> _PROBLEM REQUIREMENTS_: Put the listing, from its start through the line containing "point(377, 90)", into a two-column CSV with the headers text and answer. Give each text and its answer one row, with each field quoted and line breaks replaced by spaces.

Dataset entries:

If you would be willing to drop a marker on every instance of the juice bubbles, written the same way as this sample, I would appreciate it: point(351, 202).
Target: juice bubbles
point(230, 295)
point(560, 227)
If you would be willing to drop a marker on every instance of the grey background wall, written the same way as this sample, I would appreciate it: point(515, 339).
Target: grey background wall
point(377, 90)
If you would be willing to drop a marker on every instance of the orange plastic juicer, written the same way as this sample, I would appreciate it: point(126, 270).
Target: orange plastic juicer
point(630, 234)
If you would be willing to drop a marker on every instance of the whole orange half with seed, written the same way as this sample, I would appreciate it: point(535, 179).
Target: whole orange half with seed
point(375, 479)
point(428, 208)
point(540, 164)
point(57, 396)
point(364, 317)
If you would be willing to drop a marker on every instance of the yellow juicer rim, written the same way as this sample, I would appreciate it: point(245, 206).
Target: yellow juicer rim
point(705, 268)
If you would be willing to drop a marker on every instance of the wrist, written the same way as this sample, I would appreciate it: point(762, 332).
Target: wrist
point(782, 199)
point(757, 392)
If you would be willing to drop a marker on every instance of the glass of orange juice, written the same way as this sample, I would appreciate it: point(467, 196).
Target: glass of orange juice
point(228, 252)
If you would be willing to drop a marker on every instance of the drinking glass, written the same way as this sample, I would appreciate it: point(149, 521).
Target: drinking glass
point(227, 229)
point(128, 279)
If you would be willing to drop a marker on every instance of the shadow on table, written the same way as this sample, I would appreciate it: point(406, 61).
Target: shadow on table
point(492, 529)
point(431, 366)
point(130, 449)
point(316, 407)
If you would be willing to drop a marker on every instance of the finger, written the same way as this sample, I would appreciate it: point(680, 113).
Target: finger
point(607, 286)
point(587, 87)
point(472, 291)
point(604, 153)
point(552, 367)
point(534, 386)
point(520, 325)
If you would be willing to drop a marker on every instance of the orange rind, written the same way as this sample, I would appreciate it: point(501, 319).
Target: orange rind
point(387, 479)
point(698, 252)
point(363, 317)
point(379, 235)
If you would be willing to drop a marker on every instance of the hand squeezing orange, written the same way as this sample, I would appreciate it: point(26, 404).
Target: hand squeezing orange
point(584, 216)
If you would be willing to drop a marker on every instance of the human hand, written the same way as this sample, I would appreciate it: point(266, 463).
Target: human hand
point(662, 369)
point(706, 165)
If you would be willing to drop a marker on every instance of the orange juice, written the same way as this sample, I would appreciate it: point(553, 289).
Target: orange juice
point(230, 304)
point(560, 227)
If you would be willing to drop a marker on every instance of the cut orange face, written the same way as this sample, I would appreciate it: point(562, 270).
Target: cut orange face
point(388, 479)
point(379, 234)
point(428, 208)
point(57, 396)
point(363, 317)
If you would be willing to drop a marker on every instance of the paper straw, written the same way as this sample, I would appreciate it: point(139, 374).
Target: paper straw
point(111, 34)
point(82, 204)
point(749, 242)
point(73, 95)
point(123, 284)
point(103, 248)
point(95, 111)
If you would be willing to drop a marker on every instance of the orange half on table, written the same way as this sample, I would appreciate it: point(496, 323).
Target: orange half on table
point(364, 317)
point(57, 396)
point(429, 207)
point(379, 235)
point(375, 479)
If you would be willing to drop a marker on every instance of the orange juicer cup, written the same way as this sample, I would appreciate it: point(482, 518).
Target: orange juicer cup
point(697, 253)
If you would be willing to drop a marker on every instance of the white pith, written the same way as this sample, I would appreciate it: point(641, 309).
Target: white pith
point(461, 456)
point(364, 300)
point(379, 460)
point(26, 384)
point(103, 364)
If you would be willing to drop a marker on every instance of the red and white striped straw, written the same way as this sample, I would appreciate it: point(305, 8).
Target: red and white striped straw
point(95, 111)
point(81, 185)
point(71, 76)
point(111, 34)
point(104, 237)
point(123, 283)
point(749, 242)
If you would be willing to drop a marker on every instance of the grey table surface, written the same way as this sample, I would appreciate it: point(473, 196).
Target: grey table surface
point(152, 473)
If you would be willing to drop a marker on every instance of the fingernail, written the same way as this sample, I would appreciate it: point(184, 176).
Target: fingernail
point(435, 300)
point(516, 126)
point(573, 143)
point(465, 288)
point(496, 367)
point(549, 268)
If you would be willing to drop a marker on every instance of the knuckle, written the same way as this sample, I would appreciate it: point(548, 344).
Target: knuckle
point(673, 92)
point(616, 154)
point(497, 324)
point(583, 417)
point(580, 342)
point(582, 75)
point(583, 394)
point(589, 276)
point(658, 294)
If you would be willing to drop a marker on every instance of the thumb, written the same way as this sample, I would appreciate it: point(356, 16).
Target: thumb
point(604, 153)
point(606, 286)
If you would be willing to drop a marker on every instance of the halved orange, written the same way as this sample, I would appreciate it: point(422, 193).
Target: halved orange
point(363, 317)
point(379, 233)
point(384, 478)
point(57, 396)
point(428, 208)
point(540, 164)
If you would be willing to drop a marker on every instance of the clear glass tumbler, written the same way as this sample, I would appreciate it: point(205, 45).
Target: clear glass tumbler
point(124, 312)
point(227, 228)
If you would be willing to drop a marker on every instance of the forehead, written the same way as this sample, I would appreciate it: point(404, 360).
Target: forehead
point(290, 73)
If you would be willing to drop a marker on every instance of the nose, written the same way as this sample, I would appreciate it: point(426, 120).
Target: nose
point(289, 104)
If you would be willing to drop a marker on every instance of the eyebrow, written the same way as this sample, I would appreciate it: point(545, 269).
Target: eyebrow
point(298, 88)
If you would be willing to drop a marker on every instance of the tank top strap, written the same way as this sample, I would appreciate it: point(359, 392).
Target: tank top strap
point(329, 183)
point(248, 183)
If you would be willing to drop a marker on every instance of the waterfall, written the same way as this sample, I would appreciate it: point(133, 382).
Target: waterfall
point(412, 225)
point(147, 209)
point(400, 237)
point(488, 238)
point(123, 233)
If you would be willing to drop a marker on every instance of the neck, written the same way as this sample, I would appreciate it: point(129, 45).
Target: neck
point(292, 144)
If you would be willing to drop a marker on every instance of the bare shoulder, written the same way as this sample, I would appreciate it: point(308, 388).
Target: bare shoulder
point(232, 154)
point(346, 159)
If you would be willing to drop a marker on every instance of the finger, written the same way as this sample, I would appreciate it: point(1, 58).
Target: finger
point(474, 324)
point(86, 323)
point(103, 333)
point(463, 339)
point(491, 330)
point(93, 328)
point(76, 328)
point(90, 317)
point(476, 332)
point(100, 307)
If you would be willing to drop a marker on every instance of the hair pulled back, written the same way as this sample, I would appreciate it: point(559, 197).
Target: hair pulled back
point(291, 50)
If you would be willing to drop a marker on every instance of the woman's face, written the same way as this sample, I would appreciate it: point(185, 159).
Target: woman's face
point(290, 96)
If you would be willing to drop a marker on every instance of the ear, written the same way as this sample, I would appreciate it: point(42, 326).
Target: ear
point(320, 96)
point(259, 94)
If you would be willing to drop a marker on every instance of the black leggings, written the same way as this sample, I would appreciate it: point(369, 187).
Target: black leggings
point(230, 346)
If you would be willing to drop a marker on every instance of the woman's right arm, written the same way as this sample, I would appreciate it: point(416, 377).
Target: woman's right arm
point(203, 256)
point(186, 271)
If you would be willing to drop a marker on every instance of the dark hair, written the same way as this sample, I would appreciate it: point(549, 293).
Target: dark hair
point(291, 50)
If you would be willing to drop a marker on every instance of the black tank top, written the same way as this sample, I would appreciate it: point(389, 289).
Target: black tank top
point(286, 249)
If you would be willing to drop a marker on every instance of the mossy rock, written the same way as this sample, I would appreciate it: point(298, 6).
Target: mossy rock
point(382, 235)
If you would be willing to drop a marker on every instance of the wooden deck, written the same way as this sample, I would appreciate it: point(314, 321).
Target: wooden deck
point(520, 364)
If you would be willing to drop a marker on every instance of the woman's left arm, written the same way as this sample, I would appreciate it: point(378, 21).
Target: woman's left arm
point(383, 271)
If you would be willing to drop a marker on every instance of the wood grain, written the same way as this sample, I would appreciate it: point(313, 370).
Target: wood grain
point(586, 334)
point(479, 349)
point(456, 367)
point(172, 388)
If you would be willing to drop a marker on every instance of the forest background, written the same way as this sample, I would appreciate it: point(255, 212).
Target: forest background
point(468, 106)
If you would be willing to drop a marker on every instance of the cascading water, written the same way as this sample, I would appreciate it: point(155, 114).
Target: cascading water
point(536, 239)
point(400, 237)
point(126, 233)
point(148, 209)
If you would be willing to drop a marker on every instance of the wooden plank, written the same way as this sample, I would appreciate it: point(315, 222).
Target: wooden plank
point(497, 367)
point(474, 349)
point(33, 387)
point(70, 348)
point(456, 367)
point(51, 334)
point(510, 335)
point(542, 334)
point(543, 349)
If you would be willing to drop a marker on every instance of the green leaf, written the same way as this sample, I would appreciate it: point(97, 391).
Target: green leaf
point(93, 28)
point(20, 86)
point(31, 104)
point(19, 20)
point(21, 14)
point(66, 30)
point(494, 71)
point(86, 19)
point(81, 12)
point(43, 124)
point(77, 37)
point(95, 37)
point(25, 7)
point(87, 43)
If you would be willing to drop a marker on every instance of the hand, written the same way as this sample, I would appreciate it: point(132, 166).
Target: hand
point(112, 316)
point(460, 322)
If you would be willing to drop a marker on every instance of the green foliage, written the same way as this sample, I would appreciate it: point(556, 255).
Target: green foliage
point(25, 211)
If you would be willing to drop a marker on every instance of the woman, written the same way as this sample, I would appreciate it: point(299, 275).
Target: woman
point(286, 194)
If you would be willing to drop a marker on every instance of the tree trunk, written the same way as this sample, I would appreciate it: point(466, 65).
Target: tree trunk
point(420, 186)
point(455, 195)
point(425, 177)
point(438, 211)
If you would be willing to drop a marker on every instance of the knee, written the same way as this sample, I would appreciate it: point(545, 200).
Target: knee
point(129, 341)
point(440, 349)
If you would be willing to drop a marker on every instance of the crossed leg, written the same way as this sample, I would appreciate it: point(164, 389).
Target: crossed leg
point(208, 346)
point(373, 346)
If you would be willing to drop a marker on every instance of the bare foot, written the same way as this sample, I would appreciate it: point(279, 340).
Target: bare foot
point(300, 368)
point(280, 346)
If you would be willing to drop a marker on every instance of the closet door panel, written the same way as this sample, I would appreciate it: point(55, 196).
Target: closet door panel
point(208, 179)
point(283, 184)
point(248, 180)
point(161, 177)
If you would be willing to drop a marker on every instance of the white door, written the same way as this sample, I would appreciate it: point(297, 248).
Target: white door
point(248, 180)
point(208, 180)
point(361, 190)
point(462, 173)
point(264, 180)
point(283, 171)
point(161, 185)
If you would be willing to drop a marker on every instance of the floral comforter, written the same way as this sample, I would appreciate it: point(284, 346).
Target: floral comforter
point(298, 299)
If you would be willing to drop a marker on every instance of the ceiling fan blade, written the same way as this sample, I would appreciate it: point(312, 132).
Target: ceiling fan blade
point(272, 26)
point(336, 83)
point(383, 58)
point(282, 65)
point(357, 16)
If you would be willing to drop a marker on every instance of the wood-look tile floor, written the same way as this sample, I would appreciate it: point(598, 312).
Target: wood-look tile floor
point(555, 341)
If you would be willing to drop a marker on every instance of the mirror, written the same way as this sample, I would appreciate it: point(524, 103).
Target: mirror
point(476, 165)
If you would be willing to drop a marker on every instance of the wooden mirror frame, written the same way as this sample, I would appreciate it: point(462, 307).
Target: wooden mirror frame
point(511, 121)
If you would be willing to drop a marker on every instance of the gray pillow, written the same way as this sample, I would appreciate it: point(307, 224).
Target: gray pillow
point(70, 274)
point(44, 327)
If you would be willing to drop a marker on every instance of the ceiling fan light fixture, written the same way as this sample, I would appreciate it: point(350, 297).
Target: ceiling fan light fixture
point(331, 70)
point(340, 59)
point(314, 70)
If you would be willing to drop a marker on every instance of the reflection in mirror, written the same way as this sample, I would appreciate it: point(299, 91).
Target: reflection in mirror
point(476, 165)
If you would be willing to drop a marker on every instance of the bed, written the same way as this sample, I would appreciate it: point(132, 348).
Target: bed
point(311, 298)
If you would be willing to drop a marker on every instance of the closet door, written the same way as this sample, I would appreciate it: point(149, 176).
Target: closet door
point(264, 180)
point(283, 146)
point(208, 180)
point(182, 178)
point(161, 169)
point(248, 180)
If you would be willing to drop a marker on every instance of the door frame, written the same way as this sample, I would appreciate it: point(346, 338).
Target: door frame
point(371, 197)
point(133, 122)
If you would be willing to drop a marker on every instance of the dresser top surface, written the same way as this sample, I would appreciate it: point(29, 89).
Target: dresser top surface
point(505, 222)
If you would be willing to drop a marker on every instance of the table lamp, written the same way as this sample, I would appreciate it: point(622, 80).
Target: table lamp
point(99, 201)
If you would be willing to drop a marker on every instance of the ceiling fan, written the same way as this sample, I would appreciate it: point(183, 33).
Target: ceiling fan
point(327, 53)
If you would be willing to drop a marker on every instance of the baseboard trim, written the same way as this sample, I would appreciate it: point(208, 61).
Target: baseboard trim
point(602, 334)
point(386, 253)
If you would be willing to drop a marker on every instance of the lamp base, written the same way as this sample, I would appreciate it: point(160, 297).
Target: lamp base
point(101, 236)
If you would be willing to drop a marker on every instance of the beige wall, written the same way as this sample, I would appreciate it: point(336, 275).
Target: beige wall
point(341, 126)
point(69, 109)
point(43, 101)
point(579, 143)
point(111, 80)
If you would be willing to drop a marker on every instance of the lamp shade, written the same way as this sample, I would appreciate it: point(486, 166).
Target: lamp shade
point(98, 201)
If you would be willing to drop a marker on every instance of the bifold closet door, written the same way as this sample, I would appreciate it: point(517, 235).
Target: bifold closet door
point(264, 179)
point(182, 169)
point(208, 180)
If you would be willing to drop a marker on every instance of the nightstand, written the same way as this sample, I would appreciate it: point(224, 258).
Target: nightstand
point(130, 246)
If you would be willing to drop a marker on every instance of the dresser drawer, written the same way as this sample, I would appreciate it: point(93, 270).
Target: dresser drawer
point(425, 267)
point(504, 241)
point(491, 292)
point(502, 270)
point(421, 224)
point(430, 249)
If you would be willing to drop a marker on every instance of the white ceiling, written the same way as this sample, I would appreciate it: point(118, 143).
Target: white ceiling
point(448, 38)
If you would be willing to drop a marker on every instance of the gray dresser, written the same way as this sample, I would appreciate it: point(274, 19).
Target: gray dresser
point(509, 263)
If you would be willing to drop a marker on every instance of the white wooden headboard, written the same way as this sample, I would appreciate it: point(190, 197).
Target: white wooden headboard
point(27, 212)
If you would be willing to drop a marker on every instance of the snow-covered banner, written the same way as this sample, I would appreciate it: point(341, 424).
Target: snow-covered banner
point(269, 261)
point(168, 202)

> _TASK SOLUTION_:
text,answer
"If you would be willing to drop a marker on every instance of the juice bubbles, written the same way as this sample, I would appreciate it: point(351, 202). Target: juice bubbles","point(230, 295) point(560, 227)"
"If you would be willing to drop a marker on every instance of the grey background wall, written the same way as this sample, I would appreciate it: point(515, 339). Target: grey background wall","point(377, 90)"